====== EXTRAIT CITÉ ======

Parce qu’on parle abondamment de la violence conjugale. De son cycle, de ses dommages causés durant la relation, de ce que les enfants vivent, de la lâcheté force d’endurer des femmes qui ont peur de quitter… Mais on parle rarement du après. Comme si une fois qu’on quitte l’agresseur, la vie reprenait son cours normal, comme si rien n’était arrivé et que la marée du changement avait effacé les mots et les coups.
C’est ce que je croyais. J’ai eu la force de le laisser, j’ai refait ma vie avec l’homme le plus extraordinaire du monde. On a eu un troisième enfant et on fait des balades en vélo en famille le dimanche après-midi et on va manger de la crème glacée. Le rêve américain quoi! J’ai traîné mes enfants en thérapie pour qu’ils puissent survivre à leur père. Mon garçon en avait grandement besoin, il était borderline trouble anxieux. Je me suis dit qu’eux avaient besoin d’aide, mais que moi, je ferais face à ça comme une grande et que cette nouvelle vie familiale quasi parfaite effacerait les maux et les peines.

====== DONNÉES FOURNIES ======

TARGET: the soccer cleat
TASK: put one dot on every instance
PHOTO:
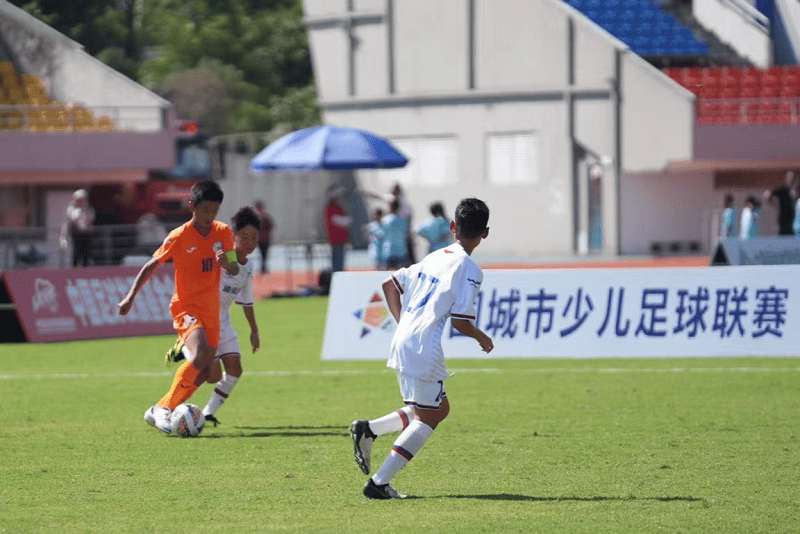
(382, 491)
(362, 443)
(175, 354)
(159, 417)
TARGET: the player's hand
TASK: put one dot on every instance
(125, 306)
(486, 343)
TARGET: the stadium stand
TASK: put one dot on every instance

======
====== DONNÉES FOURNIES ======

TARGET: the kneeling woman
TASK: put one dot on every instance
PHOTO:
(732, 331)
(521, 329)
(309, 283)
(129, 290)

======

CONSIGNE: Restituez l'extrait cité en entier, mot pour mot. Ces données n'ont aucun lien avec l'extrait cité.

RÉSULTAT ATTENDU:
Parce qu’on parle abondamment de la violence conjugale. De son cycle, de ses dommages causés durant la relation, de ce que les enfants vivent, de la lâcheté force d’endurer des femmes qui ont peur de quitter… Mais on parle rarement du après. Comme si une fois qu’on quitte l’agresseur, la vie reprenait son cours normal, comme si rien n’était arrivé et que la marée du changement avait effacé les mots et les coups.
C’est ce que je croyais. J’ai eu la force de le laisser, j’ai refait ma vie avec l’homme le plus extraordinaire du monde. On a eu un troisième enfant et on fait des balades en vélo en famille le dimanche après-midi et on va manger de la crème glacée. Le rêve américain quoi! J’ai traîné mes enfants en thérapie pour qu’ils puissent survivre à leur père. Mon garçon en avait grandement besoin, il était borderline trouble anxieux. Je me suis dit qu’eux avaient besoin d’aide, mais que moi, je ferais face à ça comme une grande et que cette nouvelle vie familiale quasi parfaite effacerait les maux et les peines.